Objective
Recast the records below as a Markdown table with the columns Row and Line, giving each non-blank line its own numbered row and leaving blank lines out.

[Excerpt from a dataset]
════
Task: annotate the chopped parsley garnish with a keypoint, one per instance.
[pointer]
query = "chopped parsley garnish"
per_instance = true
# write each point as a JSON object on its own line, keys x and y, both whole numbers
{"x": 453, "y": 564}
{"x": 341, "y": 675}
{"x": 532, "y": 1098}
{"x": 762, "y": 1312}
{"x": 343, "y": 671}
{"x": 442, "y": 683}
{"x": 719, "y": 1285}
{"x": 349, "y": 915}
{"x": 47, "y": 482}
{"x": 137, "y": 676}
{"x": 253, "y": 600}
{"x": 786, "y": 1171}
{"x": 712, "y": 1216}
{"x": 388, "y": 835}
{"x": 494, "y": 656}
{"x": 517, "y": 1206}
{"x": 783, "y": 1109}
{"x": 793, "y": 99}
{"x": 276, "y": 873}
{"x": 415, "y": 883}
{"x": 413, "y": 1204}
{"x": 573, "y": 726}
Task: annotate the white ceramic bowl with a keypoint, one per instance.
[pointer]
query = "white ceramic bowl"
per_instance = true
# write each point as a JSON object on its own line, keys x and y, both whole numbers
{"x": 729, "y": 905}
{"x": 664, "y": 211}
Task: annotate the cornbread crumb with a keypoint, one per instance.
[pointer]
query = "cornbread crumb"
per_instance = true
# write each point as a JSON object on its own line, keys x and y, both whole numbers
════
The response
| Row | Line |
|---|---|
| 1 | Task: annotate the chopped parsley garnish with a keypoint, one per instance. |
| 2 | [pointer] |
| 3 | query = "chopped parsley garnish" |
| 4 | per_instance = true |
| 5 | # write each point as a JSON object on its own line, keys x and y, both whole numbers |
| 6 | {"x": 453, "y": 564} |
| 7 | {"x": 341, "y": 675} |
| 8 | {"x": 532, "y": 1098} |
| 9 | {"x": 762, "y": 1312} |
| 10 | {"x": 343, "y": 671} |
| 11 | {"x": 442, "y": 683} |
| 12 | {"x": 719, "y": 1285} |
| 13 | {"x": 349, "y": 915} |
| 14 | {"x": 47, "y": 482} |
| 15 | {"x": 137, "y": 676} |
| 16 | {"x": 253, "y": 600} |
| 17 | {"x": 786, "y": 1171} |
| 18 | {"x": 712, "y": 1216} |
| 19 | {"x": 388, "y": 835} |
| 20 | {"x": 494, "y": 656} |
| 21 | {"x": 517, "y": 1206} |
| 22 | {"x": 783, "y": 1109} |
| 23 | {"x": 793, "y": 99} |
| 24 | {"x": 276, "y": 873} |
| 25 | {"x": 415, "y": 883} |
| 26 | {"x": 413, "y": 1204} |
| 27 | {"x": 573, "y": 726} |
| 28 | Task: annotate the white ceramic bowl with a keypoint, one per instance. |
| 29 | [pointer] |
| 30 | query = "white ceramic bowl" |
| 31 | per_instance = true |
| 32 | # write each point as a JSON object on its own line, keys x and y, both whole numbers |
| 33 | {"x": 729, "y": 905} |
| 34 | {"x": 664, "y": 211} |
| 35 | Task: annotate the cornbread crumb with a keypoint, one per instance. |
| 36 | [pointer] |
| 37 | query = "cornbread crumb" |
| 38 | per_instance = true |
| 39 | # write each point as a JSON object on its own line, keys x and y, both whole numbers |